_Problem to work on:_ Start with the line containing "Target: long blonde hair" and write out each line through the end of the listing, exactly as given.

_Information provided:_
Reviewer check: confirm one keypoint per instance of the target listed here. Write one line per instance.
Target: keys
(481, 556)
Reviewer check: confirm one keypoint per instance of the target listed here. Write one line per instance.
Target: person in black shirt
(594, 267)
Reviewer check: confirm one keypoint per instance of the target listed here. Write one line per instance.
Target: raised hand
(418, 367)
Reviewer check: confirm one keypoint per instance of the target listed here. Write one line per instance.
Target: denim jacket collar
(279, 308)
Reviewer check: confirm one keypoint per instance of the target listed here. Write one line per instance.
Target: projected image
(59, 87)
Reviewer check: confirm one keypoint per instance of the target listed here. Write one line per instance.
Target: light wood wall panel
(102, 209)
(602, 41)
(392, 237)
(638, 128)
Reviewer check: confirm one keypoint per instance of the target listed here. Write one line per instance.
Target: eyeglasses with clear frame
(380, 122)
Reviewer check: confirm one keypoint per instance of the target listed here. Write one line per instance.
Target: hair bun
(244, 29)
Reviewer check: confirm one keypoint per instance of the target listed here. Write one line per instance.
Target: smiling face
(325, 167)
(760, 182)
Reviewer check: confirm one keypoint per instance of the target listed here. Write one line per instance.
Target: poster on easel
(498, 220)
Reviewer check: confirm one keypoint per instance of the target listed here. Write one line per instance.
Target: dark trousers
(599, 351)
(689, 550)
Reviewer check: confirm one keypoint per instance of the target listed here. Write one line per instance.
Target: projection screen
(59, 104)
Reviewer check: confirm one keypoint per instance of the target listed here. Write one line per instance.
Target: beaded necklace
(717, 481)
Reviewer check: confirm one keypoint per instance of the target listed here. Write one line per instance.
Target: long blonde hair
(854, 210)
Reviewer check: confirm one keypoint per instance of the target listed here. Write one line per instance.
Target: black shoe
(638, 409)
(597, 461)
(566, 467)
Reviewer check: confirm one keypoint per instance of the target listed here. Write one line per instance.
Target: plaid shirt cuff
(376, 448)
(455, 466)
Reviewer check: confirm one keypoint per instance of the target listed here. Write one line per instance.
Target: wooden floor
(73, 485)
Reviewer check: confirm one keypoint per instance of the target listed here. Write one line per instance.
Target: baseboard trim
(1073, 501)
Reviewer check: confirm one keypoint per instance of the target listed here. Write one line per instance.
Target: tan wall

_Exercise output:_
Target: long blonde hair
(854, 210)
Reviewer check: confirm one keypoint per instance of the target listed here. Write one line per instance.
Target: black shoe
(638, 409)
(597, 461)
(566, 467)
Reviewer check: confirm one keypoint per instance of the target listed here. Write one line per instance.
Target: plaid shirt cuff
(376, 448)
(455, 466)
Reviewer check: confirm one keypoint per instance of the target listed here. Write one line per instance.
Target: wooden floor
(73, 485)
Reviewer check: confirm one keypoint per instance of the target listed here. Write one line per instance.
Target: baseboard trim
(1073, 501)
Reviewer check: confirm one keypoint per instance of the target listed here. Write one line per instance.
Target: tan wall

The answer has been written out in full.